- **Task details**: Rescale the rows below by copying every line, requests included, and multiplying each bounding-box coordinate in the answers by 0.2, rounded to a whole number with halves rounded up. Leave the numbers in the requests and their format samples unchanged.
__________
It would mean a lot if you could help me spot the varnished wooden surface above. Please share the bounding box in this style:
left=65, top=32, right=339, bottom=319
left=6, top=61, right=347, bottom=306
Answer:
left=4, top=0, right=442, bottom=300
__________
- **Response to the task**:
It would mean a lot if you could help me spot the varnished wooden surface above. Please share the bounding box in this style:
left=65, top=32, right=339, bottom=319
left=6, top=61, right=347, bottom=306
Answer:
left=1, top=0, right=88, bottom=60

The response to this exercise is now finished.